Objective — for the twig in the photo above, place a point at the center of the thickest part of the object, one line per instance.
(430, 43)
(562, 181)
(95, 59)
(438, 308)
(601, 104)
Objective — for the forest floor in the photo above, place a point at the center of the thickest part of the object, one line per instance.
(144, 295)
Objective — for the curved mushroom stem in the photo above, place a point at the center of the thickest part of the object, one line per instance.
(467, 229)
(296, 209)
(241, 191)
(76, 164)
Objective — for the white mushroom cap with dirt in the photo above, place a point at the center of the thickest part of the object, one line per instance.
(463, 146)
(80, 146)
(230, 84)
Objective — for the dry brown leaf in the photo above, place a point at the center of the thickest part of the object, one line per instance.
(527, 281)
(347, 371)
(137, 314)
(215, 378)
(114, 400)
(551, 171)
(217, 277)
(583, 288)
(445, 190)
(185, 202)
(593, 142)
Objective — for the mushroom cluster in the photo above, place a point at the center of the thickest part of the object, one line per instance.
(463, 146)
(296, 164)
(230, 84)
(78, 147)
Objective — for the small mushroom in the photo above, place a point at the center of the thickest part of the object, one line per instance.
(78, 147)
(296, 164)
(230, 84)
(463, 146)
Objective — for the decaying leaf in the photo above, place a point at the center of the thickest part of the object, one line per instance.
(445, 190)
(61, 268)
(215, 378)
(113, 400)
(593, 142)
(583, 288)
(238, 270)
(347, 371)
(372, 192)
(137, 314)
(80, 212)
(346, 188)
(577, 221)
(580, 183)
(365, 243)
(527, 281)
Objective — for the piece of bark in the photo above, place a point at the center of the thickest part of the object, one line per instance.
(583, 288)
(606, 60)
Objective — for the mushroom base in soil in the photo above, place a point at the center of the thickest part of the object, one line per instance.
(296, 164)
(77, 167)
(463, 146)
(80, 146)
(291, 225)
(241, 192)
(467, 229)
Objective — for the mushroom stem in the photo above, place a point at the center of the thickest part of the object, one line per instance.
***
Reproduce all of the data above, replacing every occurrence of "thickest part" with "widest part" and keeping everything else the same.

Objective — for the twig in the photo above, place a point at the center of the widest part of the object, one line per instance.
(430, 43)
(562, 181)
(95, 59)
(438, 308)
(601, 104)
Objective — for the forest floor in the photo above, place a point at the center of the widest part of the object, one line per instance.
(144, 295)
Objective — for the curved mushroom stem in the photo above, place a point at the center of the widest part of the object, one line per instance.
(467, 229)
(296, 209)
(241, 191)
(76, 164)
Objective — for the white mushroom cap with dirt in the photo above, place a point at the center of the widest part of the object, one line per instance.
(463, 146)
(80, 146)
(230, 84)
Objective — for the dry brown leaf in the photo above, place a point at the center of the widest part of the object, one line per instance.
(527, 281)
(347, 371)
(137, 314)
(215, 378)
(114, 400)
(551, 171)
(217, 277)
(583, 288)
(445, 190)
(185, 202)
(593, 142)
Objective — for the mushroom cluster in the photo above, place a point at the center of the widest part of the object, one line per instance.
(463, 146)
(296, 164)
(230, 84)
(78, 147)
Objective — for the small mushroom in the photo above, place a point at the center of the widest part of the object, one line per instance.
(78, 147)
(296, 164)
(230, 84)
(463, 146)
Objective — for the decaying leaf in the photo above, place a point at the center of the widest part of the object, one line per instance.
(445, 190)
(61, 268)
(215, 378)
(113, 400)
(593, 142)
(583, 288)
(238, 270)
(347, 371)
(372, 192)
(137, 314)
(80, 212)
(346, 188)
(577, 221)
(580, 183)
(365, 243)
(527, 281)
Objective — for the piece of bark in the photo above, place a point at the center of the widest part of the object, one line per instance.
(583, 288)
(606, 60)
Objective — for the mushroom base in soil in the photo above, place a point at the center of the widest part of the object, one line per instance.
(296, 164)
(77, 167)
(463, 146)
(80, 146)
(291, 225)
(241, 192)
(467, 229)
Objective — for the mushroom stem in the photo above, place a point at the center of the widest part of the object, one line per instance.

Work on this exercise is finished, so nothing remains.